── RECORDED INFORMATION
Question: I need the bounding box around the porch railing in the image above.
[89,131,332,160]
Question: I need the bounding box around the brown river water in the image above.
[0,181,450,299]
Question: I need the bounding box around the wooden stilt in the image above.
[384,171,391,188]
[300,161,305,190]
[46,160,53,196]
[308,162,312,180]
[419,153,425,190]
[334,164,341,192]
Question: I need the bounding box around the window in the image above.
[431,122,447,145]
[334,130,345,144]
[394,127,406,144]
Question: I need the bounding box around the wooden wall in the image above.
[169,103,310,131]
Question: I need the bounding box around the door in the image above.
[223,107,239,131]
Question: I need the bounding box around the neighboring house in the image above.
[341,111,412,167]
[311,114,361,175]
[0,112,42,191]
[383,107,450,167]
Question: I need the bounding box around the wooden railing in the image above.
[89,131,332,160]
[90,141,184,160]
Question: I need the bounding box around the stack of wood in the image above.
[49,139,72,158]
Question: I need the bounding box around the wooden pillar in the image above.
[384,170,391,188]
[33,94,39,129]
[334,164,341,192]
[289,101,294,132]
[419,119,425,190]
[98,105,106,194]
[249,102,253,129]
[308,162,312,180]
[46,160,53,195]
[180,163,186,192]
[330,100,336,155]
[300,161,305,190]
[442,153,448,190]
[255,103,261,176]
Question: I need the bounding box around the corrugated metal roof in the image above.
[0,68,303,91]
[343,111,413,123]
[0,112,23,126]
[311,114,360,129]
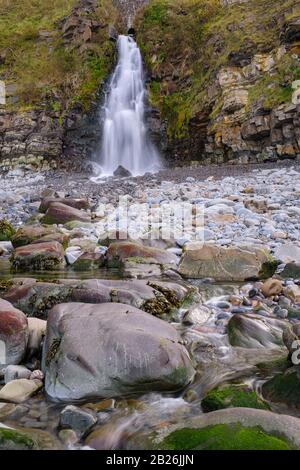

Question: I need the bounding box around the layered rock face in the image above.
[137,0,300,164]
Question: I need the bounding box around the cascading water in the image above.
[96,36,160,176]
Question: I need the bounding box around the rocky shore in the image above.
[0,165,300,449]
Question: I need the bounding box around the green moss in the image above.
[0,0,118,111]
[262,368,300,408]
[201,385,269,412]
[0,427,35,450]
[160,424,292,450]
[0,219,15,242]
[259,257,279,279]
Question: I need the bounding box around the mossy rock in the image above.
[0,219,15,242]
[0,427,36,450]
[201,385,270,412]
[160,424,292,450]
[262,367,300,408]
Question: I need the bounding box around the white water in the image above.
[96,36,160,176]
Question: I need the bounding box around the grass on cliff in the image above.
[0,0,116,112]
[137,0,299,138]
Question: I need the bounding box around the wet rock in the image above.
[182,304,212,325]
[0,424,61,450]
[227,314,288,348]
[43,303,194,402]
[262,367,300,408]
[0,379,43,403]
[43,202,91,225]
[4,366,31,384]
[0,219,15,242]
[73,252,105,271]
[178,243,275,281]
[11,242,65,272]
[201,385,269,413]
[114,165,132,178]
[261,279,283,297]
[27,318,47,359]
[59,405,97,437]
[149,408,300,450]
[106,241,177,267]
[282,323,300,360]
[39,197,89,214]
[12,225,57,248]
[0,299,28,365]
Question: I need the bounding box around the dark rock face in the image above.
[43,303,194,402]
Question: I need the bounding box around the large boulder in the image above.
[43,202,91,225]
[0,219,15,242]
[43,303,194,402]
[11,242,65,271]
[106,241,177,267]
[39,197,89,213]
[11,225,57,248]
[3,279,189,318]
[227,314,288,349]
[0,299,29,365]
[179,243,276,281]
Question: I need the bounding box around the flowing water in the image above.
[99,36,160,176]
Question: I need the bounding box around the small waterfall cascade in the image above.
────
**JOB:** Rewrite the lines from the line with "Question: I need the bounding box around the layered" to the line with "[137,0,299,138]", substituting "falling water" for "cascading water" and changing nothing else. Give only those lines.

**WRITTEN REPLY:**
Question: I need the bounding box around the layered rock face in the image above.
[137,0,300,164]
Question: I need the bounding box around the falling water in the image above.
[96,36,160,176]
Question: I need the bounding box around the rocky shore in the image above.
[0,165,300,449]
Question: I need the bounding box around the green moss in the image above.
[0,0,118,111]
[262,368,300,408]
[201,385,269,412]
[0,427,35,450]
[160,424,292,450]
[0,219,15,242]
[259,257,279,279]
Question: I need the bounding box around the mossy rock in the image above.
[0,219,15,242]
[0,427,36,450]
[201,385,270,412]
[160,424,292,450]
[262,367,300,408]
Question: I need the bounding box around the white water in the image above.
[96,36,160,176]
Question: I need the bounding box around the grass on cliff in the image above.
[0,0,116,112]
[137,0,299,138]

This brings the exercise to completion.